[[ Dataset extract open ]]
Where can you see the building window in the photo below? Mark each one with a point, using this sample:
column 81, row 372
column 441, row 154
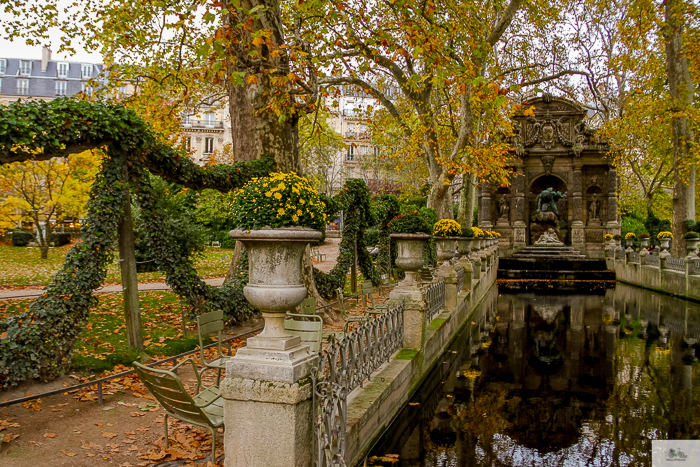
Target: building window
column 23, row 87
column 61, row 88
column 25, row 67
column 208, row 145
column 62, row 70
[[ Dataset extract closed ]]
Work instruction:
With the pictures left out, return each entry exactly as written.

Result of this task:
Where can you see the building window in the photo below? Mark each one with a point, using this sample:
column 81, row 372
column 441, row 154
Target: building window
column 23, row 87
column 61, row 88
column 25, row 67
column 208, row 145
column 62, row 70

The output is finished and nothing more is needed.